→ **EXERCISE TASKS**
A – From the R ANOVA article below, copy the part that begins at the words "The aov() function" and stops after "or unbalanced designs.", without changing anything.
B – Write the next part of the R ANOVA article below, picking up right after its last sentence.

## START PASSAGE

Anova function in R and the type of sum of squares

Tingyu Zou
2 min readFeb 27, 2024

--

The aov() function in R, by default, uses Type I sum of squares (SS). Type I SS calculates the sum of squares sequentially for each term in the model. This means that the sum of squares for a term is calculated after accounting for the sum of squares of all preceding terms in the model. This approach can lead to different results for the same terms depending on their order in the model, which is particularly relevant in models with interaction terms or when dealing with unbalanced data.

Characteristics of Type I SS

  • Sequential Analysis: The calculation of sum of squares for each factor depends on the order of factors in the model. Each factor is adjusted only for the factors that precede it in the model.
  • Sensitivity to Order: The significance of a factor can change based on its position in the model, especially in the presence of interactions or unbalanced designs.

## END PASSAGE
## START DATA RECORDS

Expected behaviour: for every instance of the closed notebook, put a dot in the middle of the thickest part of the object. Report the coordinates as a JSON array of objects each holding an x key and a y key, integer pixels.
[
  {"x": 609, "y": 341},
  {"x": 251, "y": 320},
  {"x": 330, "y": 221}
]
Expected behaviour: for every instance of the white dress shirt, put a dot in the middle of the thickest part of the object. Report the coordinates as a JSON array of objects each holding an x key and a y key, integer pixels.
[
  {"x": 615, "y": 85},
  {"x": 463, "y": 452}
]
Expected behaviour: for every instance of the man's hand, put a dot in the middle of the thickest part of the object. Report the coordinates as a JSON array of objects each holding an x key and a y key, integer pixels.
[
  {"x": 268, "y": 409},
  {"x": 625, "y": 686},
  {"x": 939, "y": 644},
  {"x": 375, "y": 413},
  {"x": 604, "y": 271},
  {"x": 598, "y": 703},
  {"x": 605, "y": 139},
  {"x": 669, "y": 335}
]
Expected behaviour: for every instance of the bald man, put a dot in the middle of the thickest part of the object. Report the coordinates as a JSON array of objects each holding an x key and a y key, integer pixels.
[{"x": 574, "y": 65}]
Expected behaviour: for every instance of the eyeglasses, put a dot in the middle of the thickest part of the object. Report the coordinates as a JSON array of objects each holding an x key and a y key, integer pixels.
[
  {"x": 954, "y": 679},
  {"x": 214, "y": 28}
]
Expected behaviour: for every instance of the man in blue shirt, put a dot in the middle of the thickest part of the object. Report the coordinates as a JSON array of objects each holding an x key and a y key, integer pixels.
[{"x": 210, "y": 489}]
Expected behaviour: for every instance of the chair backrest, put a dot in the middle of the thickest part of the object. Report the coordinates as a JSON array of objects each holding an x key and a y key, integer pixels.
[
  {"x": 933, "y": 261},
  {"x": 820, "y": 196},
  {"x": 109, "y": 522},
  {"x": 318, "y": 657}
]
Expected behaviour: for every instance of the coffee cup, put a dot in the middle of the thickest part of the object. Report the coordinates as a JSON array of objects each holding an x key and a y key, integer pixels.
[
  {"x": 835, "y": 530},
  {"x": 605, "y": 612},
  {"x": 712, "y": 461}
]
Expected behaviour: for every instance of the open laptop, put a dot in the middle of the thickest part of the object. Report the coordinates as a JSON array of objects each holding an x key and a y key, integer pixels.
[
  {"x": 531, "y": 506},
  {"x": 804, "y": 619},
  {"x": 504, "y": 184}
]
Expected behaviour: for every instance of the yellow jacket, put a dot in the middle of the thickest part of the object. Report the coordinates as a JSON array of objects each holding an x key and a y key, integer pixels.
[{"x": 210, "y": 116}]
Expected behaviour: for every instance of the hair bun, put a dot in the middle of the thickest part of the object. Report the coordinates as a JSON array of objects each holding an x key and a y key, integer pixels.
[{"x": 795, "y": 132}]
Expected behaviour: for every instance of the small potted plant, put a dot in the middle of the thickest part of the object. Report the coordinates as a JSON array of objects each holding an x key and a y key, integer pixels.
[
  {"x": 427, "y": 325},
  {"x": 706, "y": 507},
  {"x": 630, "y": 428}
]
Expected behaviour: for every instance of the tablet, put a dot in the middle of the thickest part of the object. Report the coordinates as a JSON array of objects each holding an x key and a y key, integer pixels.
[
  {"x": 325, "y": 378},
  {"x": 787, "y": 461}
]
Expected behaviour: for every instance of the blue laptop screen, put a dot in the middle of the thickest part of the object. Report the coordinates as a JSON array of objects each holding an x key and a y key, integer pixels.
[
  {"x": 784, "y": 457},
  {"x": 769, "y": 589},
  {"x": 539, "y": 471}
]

## END DATA RECORDS

→ **SOLVED PROBLEMS**
A –
The aov() function in R, by default, uses Type I sum of squares (SS). Type I SS calculates the sum of squares sequentially for each term in the model. This means that the sum of squares for a term is calculated after accounting for the sum of squares of all preceding terms in the model. This approach can lead to different results for the same terms depending on their order in the model, which is particularly relevant in models with interaction terms or when dealing with unbalanced data.

Characteristics of Type I SS

  • Sequential Analysis: The calculation of sum of squares for each factor depends on the order of factors in the model. Each factor is adjusted only for the factors that precede it in the model.
  • Sensitivity to Order: The significance of a factor can change based on its position in the model, especially in the presence of interactions or unbalanced designs.

B –
  • Mainly Suitable for Balanced Designs: Type I SS is most straightforward and interpretable when the design is balanced (equal sample sizes across groups) and the model does not include interactions.

For models that include interactions or are unbalanced, researchers often prefer Type II or Type III SS. Type III SS, in particular, is favored for testing the main effects in the presence of interactions and for unbalanced designs, as it calculates the sum of squares for each term in the model after adjusting for all other terms, providing a more balanced assessment of each factor’s effect.

To use Type III SS in R, you would typically use the Anova() function from the car package, as it allows specifying the type of sum of squares directly with the type argument.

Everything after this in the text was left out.